* **Listed entries**
* BEGIN *

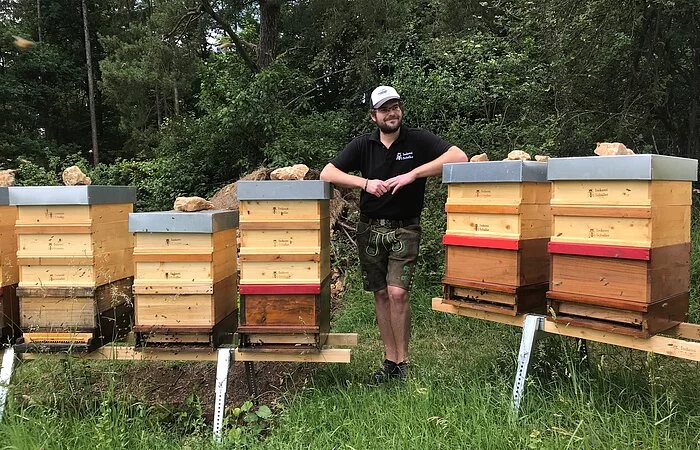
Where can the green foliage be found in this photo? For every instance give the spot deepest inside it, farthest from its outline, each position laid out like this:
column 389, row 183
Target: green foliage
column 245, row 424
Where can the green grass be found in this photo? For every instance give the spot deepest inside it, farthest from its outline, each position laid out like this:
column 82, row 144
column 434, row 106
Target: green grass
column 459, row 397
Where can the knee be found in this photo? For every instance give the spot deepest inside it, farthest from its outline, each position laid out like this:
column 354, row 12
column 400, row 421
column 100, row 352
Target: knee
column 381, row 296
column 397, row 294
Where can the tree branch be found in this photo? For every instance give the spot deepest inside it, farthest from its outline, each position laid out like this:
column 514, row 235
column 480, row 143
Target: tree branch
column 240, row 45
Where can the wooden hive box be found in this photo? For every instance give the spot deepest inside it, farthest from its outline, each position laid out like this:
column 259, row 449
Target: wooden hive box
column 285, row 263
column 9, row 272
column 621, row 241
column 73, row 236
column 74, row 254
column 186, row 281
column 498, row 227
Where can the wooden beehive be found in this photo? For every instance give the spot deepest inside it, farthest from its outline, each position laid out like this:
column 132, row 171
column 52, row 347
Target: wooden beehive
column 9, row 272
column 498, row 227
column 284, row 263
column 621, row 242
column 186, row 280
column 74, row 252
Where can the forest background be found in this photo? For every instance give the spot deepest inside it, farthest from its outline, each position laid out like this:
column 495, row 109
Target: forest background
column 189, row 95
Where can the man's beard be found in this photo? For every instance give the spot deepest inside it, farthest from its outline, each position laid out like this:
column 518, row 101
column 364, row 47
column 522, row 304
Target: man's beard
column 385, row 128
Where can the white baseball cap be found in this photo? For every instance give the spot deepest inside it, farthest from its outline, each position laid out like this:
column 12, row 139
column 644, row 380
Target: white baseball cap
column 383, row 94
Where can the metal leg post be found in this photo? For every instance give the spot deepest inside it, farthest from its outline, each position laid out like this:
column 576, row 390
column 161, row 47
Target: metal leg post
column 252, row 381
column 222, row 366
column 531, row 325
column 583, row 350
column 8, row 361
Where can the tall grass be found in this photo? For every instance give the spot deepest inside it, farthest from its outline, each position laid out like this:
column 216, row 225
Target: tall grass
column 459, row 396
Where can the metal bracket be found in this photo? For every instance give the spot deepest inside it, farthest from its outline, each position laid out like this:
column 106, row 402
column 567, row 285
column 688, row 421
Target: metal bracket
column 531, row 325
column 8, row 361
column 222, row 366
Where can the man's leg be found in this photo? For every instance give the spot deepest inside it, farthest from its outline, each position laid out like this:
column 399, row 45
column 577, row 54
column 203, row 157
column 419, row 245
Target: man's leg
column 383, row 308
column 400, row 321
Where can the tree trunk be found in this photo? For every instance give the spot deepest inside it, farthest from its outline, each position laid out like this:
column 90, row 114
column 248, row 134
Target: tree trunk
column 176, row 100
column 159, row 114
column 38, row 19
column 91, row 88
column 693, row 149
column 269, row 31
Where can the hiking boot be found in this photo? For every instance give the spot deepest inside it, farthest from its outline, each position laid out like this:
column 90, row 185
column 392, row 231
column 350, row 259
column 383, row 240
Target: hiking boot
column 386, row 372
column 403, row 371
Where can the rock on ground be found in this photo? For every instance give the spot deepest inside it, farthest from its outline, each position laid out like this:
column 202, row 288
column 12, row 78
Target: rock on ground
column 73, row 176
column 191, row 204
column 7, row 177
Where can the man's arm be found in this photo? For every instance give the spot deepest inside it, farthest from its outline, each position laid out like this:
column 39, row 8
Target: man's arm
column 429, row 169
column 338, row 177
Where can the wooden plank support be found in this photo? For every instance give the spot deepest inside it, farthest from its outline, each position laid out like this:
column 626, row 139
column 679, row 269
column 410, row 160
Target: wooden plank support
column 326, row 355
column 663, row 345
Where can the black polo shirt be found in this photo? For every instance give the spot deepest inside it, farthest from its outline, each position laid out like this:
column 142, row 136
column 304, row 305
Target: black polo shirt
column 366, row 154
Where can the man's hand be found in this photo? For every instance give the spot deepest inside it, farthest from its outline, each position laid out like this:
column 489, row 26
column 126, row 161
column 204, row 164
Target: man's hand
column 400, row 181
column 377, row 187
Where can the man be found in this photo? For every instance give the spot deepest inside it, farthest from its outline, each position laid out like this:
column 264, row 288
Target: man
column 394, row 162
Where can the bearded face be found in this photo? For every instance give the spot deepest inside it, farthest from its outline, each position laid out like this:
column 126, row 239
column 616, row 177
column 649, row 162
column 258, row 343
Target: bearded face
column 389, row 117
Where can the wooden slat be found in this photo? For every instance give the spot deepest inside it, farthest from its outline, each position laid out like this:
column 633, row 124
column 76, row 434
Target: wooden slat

* END *
* BEGIN *

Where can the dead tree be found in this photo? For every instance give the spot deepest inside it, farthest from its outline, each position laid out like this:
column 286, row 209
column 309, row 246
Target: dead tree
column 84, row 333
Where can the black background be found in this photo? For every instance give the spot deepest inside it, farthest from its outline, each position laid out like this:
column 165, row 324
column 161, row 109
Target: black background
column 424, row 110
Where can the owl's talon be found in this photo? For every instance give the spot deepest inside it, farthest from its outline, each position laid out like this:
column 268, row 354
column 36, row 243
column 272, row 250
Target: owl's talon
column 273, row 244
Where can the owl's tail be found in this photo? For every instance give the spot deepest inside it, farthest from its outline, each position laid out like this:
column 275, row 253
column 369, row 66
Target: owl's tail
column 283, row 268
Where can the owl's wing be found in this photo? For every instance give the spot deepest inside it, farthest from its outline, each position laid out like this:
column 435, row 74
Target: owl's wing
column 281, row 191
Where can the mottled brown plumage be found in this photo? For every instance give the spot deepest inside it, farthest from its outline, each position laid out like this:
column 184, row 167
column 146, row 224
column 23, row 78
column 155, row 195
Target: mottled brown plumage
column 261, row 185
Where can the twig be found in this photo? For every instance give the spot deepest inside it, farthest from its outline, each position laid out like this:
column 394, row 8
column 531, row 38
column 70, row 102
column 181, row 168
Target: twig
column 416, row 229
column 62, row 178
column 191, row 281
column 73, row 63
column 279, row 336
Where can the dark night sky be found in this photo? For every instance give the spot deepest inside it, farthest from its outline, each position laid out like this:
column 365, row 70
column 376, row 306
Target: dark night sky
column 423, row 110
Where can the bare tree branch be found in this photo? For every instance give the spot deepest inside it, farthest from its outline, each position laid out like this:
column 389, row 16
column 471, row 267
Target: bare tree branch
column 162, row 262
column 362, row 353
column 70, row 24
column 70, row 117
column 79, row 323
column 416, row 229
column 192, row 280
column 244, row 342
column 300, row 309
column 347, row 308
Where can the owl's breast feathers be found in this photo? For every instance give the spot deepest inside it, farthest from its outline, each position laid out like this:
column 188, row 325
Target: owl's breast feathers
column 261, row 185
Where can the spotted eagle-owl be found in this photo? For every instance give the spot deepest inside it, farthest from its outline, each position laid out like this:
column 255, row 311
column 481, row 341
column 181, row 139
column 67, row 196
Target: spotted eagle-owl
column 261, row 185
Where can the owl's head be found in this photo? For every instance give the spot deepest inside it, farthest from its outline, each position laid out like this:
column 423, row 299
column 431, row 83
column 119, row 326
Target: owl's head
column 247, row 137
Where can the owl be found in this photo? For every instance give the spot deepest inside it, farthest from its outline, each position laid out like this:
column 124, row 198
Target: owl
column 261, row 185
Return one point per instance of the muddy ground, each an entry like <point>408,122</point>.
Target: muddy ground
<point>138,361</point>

* END *
* BEGIN *

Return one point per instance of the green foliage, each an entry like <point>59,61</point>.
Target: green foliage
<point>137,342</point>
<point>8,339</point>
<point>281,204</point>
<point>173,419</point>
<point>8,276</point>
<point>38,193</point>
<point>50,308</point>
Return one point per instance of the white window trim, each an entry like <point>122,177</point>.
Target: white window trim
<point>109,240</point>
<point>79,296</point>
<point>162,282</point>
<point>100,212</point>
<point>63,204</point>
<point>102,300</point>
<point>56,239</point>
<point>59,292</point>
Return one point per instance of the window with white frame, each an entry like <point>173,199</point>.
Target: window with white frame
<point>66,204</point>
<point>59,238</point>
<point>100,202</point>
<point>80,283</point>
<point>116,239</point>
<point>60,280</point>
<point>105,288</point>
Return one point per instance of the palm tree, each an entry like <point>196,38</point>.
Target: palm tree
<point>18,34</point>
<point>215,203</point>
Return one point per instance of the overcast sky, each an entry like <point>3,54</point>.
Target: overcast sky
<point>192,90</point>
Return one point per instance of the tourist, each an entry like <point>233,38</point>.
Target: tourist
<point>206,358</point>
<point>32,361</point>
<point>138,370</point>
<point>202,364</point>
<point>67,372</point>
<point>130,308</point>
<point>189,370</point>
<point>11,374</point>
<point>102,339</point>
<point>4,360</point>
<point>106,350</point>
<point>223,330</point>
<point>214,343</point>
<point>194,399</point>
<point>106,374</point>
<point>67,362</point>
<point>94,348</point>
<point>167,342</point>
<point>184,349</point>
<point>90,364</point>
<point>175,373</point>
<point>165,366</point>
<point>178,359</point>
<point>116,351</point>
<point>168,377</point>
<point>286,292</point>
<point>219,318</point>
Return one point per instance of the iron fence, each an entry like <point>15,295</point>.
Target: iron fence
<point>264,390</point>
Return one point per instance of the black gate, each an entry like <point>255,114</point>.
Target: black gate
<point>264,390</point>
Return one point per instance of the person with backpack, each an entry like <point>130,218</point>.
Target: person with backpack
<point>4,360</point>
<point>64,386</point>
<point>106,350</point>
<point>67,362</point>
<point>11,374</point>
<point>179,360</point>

* END *

* **Task to carry out**
Substitute "leaves" for "foliage" in the listing lines that start with the line containing "Where can the green foliage" and go on through the line containing "column 245, row 424", changing nothing else. Give back only those lines.

* **Problem solution**
Where can the green leaves be found in this photo? For every instance give the spot deepest inside it, farthest from its outline, each position laid out like this:
column 389, row 183
Target: green leaves
column 245, row 424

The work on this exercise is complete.